* **PETUNJUK**:
[a] Jawab pertanyaan berikut berdasarkan teks tentang shalat nishfu Sya'ban:
(i) Menurut Abu Syamah, mengapa shalat nishfu Sya'ban dinamakan alfiyyah?
(ii) Berapa kali surat Al-Ikhlash dibaca pada masing-masing rakaat shalat tersebut?
(iii) Menurut An-Nawawi, kapan shalat ar-Raghaib dilakukan?
[b] Ringkaslah teks tentang shalat nishfu Sya'ban dalam dua kalimat.
[c] Teruskan teks tentang shalat nishfu Sya'ban mulai setelah kalimat terakhirnya.

* **KUTIPAN TEKS**:
Imam Abu Syamah Asy-Syafi’i (wafat 665 H) menyatakan, ”Adapun alfiyyah, maka ia adalah shalat nishfu Sya’ban. Dinamakan demikian karena dalam shalat tersebut dibacakan surat al-Ikhlash seribu kali. Jumlah rakaatnya adalah seratus, pada masing-masing rakaat dibaca surat Al-Fatihah sekali dan surat Al-Ikhlash sepuluh kali. Shalat ini amat panjang dan berat sekali, yang tidak ada hadits atau atsar yang menerangkannya kecuali riwayat yang lemah atau palsu. Orang-orang awam banyak yang terjebak jauh (terfitnah) karenanya. Bahkan banyak dari para pemimpin di masjid-masjid yang terdapat di berbagai negara yang bersemangat melakukannya, bahkan secara terus-menerus semalam suntuk, ditambah dengan berbagai kefasikan dan kemaksiatan, pencampurbauran kaum lelaki dan wanita, serta berbagai bencana lain yang sudah sangat dikenal untuk harus digambarkan di sini. Kalangan awam yang gemar mengamalkan ibadah ini, memiliki keyakinan yang kokoh, dan setan telah menghiasinya dalam diri mereka agar menjadikannya sebagai pondasi syiar kaum muslimin.” (Al-Ba’its ’Ala Inkar Al-Bida’, Abdurrahman bin Isma’il Asy-Syafi’i yang dikenal dengan Abu Syamah, hal. 124).
Imam An-Nawawi (wafat 676 H) berkata, “Shalat yang dikenal dengan sebutan shalat ar-Raghaib yaitu dua belas raka’at yang dilakukan antara Maghrib dan Isya pada malam Jum’at pertama di bulan Rajab dan shalat pada malam nisfhu Sya’ban seratus rakaat, kedua shalat ini adalah bid’ah munkarah (yang munkar) dan qabihah (yang buruk). Dan janganlah seseorang terpedaya dengan penyebutan keduanya di dalam kitab qutul qulub dan ihya’ ulumiddin, dan janganlah seseorang terpedaya dengan hadits yang disebut keduanya karena semua itu adalah kebatilan. Dan jangan pula seseorang terperdaya dengan sebahagian orang yang samar (tidak jelas) hukumnya atas mereka dari kalangan imam-imam, maka ditulis dalam kertas bahwa kedua shalat itu dianjurkan, karena sesungguhnya tulisan itu salah dalam hal itu. Syaikh Imam Abu Muhammad Abdurrahman bin Ismail Al-Maqdasi telah menulis sebuah kitab yang berharga dalam membatalkan keduanya (shalat ar-Raghaib dan shalat nisfu Sya’ban), maka beliau telah menjelaskannya dengan baik dan mantap.” (Al-Majmu’, Abu Zakaria Yahya bin Syaraf An-Nawawi, jilid 3, hal. 476).

* **DAFTAR ISIAN**:
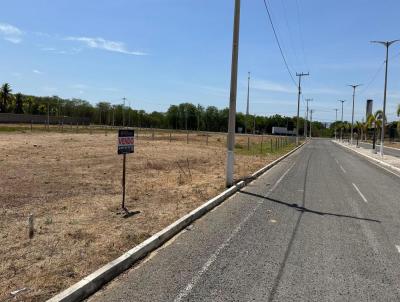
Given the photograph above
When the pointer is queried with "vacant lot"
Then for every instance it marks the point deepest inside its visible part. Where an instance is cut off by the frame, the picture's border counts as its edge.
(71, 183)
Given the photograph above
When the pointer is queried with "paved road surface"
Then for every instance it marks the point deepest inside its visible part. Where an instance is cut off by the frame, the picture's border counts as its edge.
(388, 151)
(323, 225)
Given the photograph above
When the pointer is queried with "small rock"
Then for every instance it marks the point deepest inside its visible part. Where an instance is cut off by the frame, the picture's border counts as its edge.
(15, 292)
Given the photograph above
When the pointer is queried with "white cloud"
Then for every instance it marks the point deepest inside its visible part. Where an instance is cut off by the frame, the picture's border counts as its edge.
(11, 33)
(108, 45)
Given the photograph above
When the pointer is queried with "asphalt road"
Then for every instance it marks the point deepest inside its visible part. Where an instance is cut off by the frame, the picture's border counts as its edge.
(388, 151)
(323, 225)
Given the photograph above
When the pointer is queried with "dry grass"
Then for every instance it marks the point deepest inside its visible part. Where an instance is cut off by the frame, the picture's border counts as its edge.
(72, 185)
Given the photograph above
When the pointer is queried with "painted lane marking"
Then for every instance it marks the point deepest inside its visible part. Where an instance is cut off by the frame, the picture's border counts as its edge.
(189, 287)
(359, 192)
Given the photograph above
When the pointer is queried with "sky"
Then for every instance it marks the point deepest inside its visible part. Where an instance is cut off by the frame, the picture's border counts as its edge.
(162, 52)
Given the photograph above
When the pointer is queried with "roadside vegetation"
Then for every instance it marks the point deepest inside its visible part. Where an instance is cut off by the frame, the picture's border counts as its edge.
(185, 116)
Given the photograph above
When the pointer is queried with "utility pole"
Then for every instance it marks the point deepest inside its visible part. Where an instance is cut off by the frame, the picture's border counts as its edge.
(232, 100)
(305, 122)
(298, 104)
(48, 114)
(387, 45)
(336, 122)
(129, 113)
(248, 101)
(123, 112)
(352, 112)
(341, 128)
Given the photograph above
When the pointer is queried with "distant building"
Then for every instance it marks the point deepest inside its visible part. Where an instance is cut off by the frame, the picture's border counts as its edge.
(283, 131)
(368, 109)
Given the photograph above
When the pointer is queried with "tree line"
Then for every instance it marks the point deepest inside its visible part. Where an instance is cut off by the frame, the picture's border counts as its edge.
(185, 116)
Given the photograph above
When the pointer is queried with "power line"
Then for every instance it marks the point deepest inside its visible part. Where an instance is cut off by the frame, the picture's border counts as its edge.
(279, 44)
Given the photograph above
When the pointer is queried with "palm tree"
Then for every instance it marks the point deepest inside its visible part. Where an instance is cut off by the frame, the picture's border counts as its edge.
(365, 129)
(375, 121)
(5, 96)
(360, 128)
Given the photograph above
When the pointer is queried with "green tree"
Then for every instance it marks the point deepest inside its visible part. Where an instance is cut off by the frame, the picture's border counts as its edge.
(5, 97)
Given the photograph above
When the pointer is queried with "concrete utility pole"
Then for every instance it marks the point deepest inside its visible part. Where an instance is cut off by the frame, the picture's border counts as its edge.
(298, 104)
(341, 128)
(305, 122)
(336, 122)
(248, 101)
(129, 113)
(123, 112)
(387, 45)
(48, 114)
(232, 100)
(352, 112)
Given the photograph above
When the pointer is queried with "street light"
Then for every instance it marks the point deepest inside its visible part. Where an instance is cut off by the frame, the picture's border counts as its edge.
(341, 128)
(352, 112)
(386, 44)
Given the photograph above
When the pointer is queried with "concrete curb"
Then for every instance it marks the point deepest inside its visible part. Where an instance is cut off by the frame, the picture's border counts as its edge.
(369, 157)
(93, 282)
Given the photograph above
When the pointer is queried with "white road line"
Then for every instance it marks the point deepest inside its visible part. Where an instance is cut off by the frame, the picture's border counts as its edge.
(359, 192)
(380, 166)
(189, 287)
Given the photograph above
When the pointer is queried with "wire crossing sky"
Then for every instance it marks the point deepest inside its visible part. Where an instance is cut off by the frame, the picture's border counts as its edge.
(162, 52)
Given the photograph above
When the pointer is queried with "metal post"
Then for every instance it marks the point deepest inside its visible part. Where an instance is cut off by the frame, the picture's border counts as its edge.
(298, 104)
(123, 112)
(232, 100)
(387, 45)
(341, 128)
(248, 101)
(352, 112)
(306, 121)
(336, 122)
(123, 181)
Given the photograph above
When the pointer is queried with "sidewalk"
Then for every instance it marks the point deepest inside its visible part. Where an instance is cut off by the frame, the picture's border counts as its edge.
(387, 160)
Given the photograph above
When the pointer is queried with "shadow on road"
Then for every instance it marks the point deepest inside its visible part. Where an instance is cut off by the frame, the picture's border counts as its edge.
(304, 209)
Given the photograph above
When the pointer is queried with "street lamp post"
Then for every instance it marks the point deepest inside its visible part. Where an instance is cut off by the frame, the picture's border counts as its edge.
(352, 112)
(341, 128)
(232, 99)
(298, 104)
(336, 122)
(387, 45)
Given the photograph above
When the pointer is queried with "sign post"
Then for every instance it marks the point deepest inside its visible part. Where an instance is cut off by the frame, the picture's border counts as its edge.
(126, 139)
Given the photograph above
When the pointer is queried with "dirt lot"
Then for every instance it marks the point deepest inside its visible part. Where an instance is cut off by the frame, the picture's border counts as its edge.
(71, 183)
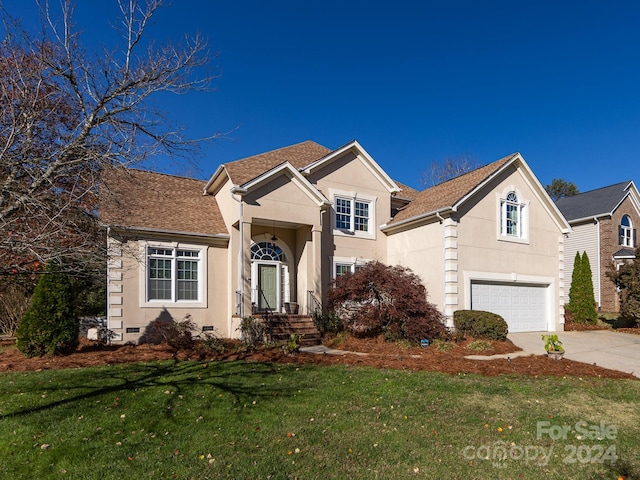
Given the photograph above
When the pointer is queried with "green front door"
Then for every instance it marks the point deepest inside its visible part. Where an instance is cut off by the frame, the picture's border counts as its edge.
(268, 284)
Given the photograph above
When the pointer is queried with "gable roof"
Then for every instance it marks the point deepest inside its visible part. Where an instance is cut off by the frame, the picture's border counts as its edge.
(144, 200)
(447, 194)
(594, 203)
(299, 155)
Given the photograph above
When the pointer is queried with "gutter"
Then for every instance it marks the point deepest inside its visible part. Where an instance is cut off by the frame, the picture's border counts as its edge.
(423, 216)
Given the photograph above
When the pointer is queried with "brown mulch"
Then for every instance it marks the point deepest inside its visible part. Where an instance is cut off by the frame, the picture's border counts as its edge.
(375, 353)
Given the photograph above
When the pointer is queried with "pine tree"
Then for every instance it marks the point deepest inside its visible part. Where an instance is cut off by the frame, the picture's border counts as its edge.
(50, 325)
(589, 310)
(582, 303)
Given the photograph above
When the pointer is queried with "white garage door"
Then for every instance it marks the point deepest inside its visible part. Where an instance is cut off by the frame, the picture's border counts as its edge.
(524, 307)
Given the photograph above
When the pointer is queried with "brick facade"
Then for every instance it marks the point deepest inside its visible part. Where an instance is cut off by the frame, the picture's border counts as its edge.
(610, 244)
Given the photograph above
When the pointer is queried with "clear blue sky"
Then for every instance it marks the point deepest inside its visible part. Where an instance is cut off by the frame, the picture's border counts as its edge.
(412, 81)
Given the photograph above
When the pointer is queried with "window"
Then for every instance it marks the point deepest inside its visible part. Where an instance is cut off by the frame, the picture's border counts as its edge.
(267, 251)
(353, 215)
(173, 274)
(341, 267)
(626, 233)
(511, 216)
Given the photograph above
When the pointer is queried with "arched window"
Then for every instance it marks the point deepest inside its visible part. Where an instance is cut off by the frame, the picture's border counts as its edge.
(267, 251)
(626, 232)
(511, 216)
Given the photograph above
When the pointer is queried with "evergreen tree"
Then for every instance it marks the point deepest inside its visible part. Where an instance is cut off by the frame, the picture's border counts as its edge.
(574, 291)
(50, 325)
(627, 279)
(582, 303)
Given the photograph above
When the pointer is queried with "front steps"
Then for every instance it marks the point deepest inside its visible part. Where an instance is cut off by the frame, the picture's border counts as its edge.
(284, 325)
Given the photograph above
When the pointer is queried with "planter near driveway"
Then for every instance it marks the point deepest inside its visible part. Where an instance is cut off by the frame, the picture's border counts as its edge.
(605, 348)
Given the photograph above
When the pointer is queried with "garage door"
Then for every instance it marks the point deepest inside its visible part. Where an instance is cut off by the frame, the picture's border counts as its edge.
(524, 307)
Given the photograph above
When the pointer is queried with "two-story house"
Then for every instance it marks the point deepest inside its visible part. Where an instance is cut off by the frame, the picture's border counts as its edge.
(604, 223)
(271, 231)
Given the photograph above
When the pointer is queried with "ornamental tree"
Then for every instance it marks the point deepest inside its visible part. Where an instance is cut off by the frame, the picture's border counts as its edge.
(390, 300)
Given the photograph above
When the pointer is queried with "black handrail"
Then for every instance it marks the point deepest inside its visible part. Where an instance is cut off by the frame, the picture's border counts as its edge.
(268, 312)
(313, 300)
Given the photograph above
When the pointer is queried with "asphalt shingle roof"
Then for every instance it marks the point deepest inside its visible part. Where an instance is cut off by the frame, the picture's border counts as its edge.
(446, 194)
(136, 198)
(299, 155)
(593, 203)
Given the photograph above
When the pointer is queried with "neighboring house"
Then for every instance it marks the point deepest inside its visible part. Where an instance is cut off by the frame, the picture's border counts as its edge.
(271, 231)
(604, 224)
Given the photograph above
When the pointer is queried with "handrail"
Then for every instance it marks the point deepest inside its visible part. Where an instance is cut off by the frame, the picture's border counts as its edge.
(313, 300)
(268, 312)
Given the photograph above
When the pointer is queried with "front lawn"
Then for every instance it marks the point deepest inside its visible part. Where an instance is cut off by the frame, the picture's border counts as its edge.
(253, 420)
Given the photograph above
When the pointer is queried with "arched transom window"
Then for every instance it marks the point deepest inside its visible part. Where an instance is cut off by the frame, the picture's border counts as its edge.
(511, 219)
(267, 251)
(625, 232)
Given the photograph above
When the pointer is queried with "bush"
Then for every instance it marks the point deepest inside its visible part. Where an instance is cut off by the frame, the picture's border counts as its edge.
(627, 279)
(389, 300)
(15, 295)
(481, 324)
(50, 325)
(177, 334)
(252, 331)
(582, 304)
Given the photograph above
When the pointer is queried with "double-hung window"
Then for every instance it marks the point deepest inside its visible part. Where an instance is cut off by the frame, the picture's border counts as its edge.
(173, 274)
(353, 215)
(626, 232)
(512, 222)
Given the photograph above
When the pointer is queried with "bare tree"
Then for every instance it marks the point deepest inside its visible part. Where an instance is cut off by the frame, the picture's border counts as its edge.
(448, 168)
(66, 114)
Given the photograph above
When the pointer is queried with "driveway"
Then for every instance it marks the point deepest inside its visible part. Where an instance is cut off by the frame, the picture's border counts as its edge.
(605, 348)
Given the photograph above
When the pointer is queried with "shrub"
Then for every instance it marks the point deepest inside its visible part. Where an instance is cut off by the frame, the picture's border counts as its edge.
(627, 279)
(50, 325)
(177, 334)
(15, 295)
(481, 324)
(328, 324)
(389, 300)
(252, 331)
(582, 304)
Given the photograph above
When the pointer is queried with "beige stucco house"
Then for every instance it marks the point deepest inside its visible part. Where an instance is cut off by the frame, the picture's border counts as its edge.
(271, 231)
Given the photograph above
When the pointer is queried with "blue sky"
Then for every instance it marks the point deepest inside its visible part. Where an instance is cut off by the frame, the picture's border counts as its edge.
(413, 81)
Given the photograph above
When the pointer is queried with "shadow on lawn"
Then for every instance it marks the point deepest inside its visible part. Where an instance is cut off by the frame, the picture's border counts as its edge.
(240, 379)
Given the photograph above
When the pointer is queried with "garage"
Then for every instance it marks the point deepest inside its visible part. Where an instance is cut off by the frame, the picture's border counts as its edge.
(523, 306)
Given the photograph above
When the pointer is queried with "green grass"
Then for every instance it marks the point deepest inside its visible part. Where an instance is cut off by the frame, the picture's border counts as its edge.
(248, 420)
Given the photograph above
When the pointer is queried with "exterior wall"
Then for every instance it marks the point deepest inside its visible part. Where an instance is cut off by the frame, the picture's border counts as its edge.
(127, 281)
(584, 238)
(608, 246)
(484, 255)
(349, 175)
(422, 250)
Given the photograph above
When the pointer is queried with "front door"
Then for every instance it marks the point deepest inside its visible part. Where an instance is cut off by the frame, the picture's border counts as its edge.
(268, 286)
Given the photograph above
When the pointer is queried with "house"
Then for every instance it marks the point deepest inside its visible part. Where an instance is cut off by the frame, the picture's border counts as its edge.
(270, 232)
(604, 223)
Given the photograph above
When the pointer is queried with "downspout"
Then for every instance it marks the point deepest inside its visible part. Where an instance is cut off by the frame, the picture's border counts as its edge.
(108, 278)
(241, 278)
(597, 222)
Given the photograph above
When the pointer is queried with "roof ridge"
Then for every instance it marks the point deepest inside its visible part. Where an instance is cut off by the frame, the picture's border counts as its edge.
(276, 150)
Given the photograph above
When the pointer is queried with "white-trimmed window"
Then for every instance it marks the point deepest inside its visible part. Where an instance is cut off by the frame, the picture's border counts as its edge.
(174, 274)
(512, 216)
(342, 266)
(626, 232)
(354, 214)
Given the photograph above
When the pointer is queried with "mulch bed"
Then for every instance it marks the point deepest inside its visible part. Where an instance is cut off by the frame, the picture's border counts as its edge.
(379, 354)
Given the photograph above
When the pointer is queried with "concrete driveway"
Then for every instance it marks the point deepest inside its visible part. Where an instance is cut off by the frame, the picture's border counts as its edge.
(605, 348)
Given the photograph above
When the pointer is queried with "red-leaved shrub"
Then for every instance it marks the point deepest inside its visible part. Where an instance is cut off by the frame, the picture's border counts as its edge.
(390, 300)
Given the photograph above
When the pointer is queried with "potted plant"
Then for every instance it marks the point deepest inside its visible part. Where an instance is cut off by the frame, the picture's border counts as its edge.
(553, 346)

* **JAWABAN LATIHAN**:
[a]
(i) Karena dalam shalat itu surat al-Ikhlash dibacakan seribu kali.
(ii) Sepuluh kali.
(iii) Antara Maghrib dan Isya pada malam Jum'at pertama di bulan Rajab.

[b] Abu Syamah menjelaskan bahwa shalat alfiyyah atau shalat nishfu Sya'ban terdiri dari seratus rakaat dengan bacaan surat al-Ikhlash seribu kali, dan tidak ada hadits atau atsar yang menerangkannya kecuali riwayat yang lemah atau palsu. An-Nawawi menyebut shalat ar-Raghaib dan shalat malam nishfu Sya'ban sebagai bid'ah yang munkar dan buruk, serta mengingatkan agar orang tidak terpedaya oleh penyebutan keduanya dalam kitab, hadits, maupun tulisan yang menganjurkannya.

[c]
Imam Zainuddin Al-Maliabari (wafat 987 H) berkata, ”Adapun shalat yang populer pada malam Raghaib, nishfu Sya’ban dan pada hari ’Asyura maka itu adalah bid’ah qabihah (yang buruk), dan hadits-haditsnya madhu’ (palsu). (Fathul Mu’in, Zainuddin Al-Maliabari, jilid 1, hal. 458).
Beliau juga berkata dalam kitab Irsyadul Ibad, “Di antara bid’ah mazmumah (yang tercela) yang berdosa pelakunya dan wajib atas pemimpin melarang pelakunya adalah shalat raghaib dua belas raka’at di antara dua Isya pada malam Jum’at pertama dari bulan Rajab, dan shalat malam nishfu Sya’ban seratus raka’at, shalat akhir Jum’at dari bulan Ramadhan sebanyak tujuh belas raka’at dengan niat mengqadha shalat lima waktu yang belum diqadha, dan shalat hari ‘Asyura empat raka’at atau lebih serta shalat usbu’ (sepekan). Adapun hadits-haditsnya maudhu” (palsu) dan batil, tidak berubah hukumnya dengan orang yang menyebutkannya.” (Hasyiah I’anah Ath-Thalibin, Abu Bakar Ad-Dimyathi Al-Bakari, jilid 1, hal. 458).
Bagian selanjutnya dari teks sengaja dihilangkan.